- _WHAT THE EXERCISE ASKS_: Set down every record below exactly as written.

- _INPUT RECORDS_:
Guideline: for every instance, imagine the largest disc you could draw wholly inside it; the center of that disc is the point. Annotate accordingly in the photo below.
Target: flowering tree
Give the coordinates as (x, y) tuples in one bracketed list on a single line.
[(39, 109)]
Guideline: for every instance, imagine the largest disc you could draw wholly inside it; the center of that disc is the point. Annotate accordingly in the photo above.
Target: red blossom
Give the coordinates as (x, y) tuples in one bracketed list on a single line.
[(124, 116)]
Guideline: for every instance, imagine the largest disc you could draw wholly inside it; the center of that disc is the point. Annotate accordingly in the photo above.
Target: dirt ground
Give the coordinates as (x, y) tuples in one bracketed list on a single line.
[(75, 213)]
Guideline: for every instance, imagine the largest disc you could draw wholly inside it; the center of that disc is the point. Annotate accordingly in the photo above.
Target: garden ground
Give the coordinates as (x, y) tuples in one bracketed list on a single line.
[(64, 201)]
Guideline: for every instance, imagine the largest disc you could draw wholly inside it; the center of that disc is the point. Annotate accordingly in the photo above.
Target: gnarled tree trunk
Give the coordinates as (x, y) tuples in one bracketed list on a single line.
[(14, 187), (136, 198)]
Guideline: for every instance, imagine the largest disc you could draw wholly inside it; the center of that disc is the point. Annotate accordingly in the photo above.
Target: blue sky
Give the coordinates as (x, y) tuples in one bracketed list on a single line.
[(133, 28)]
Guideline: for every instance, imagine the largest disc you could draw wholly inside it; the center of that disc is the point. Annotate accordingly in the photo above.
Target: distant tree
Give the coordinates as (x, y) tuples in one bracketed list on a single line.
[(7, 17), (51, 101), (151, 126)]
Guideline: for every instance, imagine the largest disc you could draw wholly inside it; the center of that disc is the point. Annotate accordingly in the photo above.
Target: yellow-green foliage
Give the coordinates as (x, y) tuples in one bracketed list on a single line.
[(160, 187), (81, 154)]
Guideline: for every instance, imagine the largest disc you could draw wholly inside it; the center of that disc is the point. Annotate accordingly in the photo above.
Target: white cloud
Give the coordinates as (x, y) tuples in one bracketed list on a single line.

- _WRITTEN SOLUTION_:
Guideline: for every instance, imagine the largest disc you could draw wholly inside it; the center of that disc is the point. Annotate accordingly in the photo below.
Target: flowering tree
Give the coordinates as (x, y) tuples in one bracketed list on a single line.
[(39, 109)]
Guideline: for every instance, imagine the largest disc you could draw wholly inside it; the center of that disc is the point. Annotate accordingly in the photo above.
Target: red blossom
Give the coordinates as (x, y) tuples in one bracketed list on a single line.
[(124, 116)]
Guideline: for every instance, imagine the largest disc you could draw wholly inside it; the center of that disc is the point. Annotate accordingly in the photo above.
Target: dirt ground
Give the coordinates as (x, y) tuples in one bracketed list on a single line.
[(75, 213)]
Guideline: for every instance, imagine the largest disc you could draw wholly inside it; the center of that disc is the point. Annotate accordingly in the photo above.
Target: garden ground
Give the coordinates as (x, y) tuples in one bracketed list on a single line.
[(64, 201)]
Guideline: for every instance, imagine the largest disc you could draw wholly inside it; the center of that disc is the point. Annotate accordingly in the photo above.
Target: gnarled tree trunk
Give the coordinates as (x, y) tuples in one bracketed list on a single line.
[(14, 187), (136, 198)]
Guideline: for every instance, imagine the largest disc you could draw wholly inside it; the center of that disc is the point. Annotate accordingly in the photo above.
Target: blue sky
Give the coordinates as (x, y) tuples in one bracketed list on a single line.
[(133, 28)]
Guideline: for every instance, imagine the largest disc you could draw wholly inside it; the center of that disc is the point. Annotate accordingly in the photo above.
Target: distant tree
Give the coordinates as (x, y) tuples in one bracketed list on a single line.
[(7, 17), (51, 101), (151, 126)]
Guideline: for every instance, imagine the largest disc you could draw wholly inside it; the center of that disc is the point. Annotate accordingly in the photo above.
Target: yellow-green foliage
Give the coordinates as (x, y) tuples in one bracketed list on a single line.
[(160, 187), (81, 154)]
Guideline: for every instance, imagine the largest disc you could draw wholly inside it; the center of that disc is the point. Annotate accordingly in the photo above.
Target: white cloud
Give the coordinates as (x, y) tuples in one bracketed list on a single line.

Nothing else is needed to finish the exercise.